What to do
1. Please say whether each statement agrees with the Hoffman Heights article that follows, answering yes or no and quoting the deciding words from it: (a) Close to 1,700 single-family houses went up in Hoffman Heights after World War II. (b) The fliers were mailed to the 21,000 workers on the Anschutz Medical Campus. (c) The two light rail stations near the homes are already open.
2. Write the next few paragraphs of the Hoffman Heights article that follows, picking up after its final sentence.

Excerpted text
AURORA | A modest development to solve a post-War housing shortage, Hoffman Heights may soon be the hottest brand going for well-paid Anschutz workers.
The nearly 1,700 single-family houses built after World War II in Hoffman Heights, in north Aurora, once served military families on the Fitzsimons Medical Hospital and Lowry Air Force Base. Now the quaint homes sit a mile from the booming Anschutz Medical Campus and two light rail stations that will open as part of the Interstate 225 line next year.
Aurora Councilwoman Sally Mounier wants to make the area more attractive to prospective buyers, which is why she has worked with metro real estate agent Marianne Farrell to mail fliers to 700 registered voters in the historic neighborhood to let them know they can renovate and expand their homes.
“Overall, it will help the neighborhood,” Mounier said of the fliers, which give a brief history of Hoffman Heights, descriptions of nearby amenities as well as a phone number and address for the city’s Permit Center. “Think about that campus, with now 21,000 workers on it, people who want to live near their work.”

Input data

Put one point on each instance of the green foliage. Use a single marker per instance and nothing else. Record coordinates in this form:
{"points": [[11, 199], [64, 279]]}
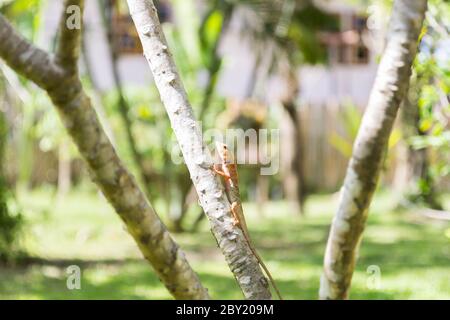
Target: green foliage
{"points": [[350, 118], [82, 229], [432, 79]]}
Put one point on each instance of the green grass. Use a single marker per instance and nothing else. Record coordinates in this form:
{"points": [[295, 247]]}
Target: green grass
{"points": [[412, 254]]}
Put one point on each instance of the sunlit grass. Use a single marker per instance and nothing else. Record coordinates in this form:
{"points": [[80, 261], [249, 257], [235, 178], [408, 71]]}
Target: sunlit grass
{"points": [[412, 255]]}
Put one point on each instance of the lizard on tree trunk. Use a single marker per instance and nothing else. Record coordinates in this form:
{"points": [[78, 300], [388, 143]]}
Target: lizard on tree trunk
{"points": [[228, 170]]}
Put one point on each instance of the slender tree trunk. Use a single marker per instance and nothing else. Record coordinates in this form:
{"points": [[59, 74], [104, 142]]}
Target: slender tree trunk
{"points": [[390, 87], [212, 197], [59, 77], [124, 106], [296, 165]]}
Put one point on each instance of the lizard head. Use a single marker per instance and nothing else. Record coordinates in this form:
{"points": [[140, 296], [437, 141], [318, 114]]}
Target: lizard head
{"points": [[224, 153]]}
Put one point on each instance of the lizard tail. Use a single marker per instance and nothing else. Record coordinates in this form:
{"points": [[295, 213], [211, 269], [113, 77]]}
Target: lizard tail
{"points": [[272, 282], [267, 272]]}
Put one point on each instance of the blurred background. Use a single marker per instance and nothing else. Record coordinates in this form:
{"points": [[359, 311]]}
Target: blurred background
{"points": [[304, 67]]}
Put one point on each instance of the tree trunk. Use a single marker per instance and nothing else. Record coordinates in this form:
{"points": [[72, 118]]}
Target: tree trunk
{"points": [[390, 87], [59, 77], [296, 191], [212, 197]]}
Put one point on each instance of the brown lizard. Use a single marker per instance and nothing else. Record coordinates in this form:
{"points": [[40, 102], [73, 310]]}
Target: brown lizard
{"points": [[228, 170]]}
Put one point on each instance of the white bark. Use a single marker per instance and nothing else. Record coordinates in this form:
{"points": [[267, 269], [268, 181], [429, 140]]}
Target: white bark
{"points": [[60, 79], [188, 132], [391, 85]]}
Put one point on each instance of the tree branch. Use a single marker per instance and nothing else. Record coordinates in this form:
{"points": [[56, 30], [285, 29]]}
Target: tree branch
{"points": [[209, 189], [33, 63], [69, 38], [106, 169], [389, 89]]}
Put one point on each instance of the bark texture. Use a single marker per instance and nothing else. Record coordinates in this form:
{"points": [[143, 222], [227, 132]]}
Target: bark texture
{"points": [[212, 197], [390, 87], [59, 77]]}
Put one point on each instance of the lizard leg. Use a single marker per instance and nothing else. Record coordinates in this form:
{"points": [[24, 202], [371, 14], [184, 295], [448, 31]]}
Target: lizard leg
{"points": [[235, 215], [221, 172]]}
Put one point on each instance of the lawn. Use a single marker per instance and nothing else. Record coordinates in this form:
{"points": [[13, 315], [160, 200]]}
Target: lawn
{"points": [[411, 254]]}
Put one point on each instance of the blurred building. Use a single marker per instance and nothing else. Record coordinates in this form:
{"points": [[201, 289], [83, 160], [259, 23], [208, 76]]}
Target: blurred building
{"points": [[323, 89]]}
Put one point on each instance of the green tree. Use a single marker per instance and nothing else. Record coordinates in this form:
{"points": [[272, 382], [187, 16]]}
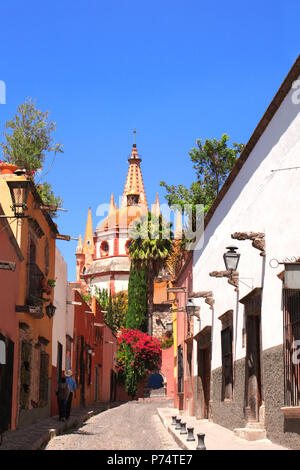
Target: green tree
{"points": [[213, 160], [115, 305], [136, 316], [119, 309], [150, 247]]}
--
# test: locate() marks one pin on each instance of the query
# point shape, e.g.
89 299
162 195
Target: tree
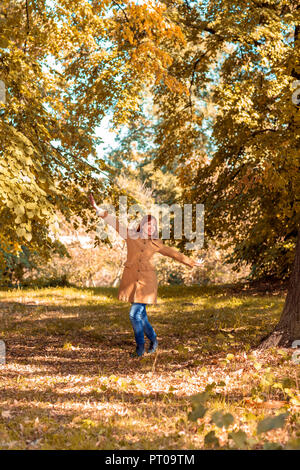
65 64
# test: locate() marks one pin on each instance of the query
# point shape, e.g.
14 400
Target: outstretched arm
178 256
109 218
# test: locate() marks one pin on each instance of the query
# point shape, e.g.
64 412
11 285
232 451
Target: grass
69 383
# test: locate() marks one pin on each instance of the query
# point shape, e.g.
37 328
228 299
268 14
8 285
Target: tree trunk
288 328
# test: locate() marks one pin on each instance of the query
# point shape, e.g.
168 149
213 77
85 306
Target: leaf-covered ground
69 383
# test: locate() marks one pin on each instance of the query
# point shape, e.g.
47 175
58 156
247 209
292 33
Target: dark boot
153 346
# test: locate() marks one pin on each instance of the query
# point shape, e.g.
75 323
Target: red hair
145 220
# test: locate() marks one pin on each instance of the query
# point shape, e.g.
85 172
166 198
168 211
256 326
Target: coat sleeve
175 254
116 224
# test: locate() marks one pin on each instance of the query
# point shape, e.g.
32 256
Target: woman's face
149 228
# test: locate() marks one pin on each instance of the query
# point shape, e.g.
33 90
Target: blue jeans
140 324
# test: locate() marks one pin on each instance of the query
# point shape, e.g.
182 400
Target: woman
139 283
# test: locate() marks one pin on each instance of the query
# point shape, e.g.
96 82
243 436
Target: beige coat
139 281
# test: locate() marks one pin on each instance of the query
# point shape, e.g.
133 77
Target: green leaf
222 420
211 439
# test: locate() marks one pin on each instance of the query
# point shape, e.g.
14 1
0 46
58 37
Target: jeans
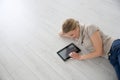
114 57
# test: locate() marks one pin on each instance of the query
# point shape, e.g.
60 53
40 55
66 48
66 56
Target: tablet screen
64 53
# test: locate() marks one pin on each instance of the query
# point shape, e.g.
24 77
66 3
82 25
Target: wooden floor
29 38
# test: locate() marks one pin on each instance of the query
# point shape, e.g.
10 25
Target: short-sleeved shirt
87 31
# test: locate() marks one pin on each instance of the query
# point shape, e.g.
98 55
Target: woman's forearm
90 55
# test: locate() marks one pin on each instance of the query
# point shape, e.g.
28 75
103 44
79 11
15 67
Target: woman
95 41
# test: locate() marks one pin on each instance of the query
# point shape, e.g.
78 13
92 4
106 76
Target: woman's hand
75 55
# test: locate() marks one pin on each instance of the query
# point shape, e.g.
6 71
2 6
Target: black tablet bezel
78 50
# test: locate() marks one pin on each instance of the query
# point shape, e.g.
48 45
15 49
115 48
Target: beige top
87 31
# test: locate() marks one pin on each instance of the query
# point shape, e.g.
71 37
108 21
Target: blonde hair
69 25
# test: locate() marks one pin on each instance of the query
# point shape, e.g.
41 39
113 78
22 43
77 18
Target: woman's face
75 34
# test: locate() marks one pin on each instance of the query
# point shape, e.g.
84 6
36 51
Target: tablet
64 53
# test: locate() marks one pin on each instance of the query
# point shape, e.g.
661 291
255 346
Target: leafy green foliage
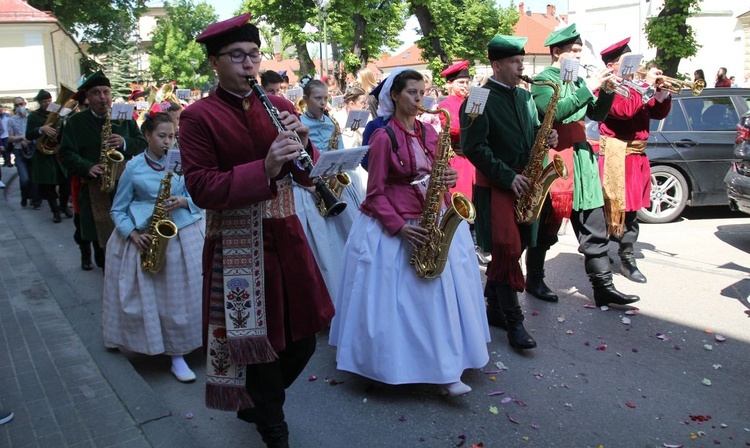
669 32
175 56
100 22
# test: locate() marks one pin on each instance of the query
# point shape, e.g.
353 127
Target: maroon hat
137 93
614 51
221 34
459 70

Answer set
1.
(a) Yes: "The nearly 1,700 single-family houses built after World War II in Hoffman Heights"
(b) No: "to mail fliers to 700 registered voters in the historic neighborhood"
(c) No: "two light rail stations that will open as part of the Interstate 225 line next year"

2.
The fliers are part of the pair’s “Live Where You Work Campaign,” an effort the women launched last spring to encourage more home ownership in neighborhoods surrounding the Anschutz campus.
“Things are hot over here,” Farrell said, adding that Hoffman Heights has 1,250 homeowners. “In Hoffman Heights, we have nothing for sale and three homes under contract.”
Last year, she said there were 16 homes sold in Hoffman Heights for an average price of $175,000.
Architect Samuel Hoffman, who called himself the “Henry Ford of the home-building industry,” used an assembly-line construction method to quickly build the homes to meet the demand of rapid suburban expansion in Aurora following World War II. They were also designed to be attractive to veterans’ wallets, with prices ranging from $9,000 to $13,000.
According to an architectural and historic survey of the area from 2010, there are three types of homes in the neighborhood: the deluxe brick model, the economy frame and shingle model, and the cosmopolitan brick model that includes an attached garage.
All of the homes have three bedrooms, two bathrooms, and no basement. They average 1,400 square feet.
Douglas Howey has lived in a deluxe brick home with his wife since 1990, where he raised three kids and made numerous improvements, which have included replacing a sliding pocket door in the kitchen with a wall.
“We walked in and we fell in love with it,” he says, “but I wanted the kids to have quieter bedrooms.”
His home’s proximity to several bus routes and the Colfax corridor also inspired Howey to convert his attached garage into an extra living space.
Howey, who has to get around by wheelchair because of a truck that hit and paralyzed him in 2012, has recently removed carpet and installed indoor cement flooring.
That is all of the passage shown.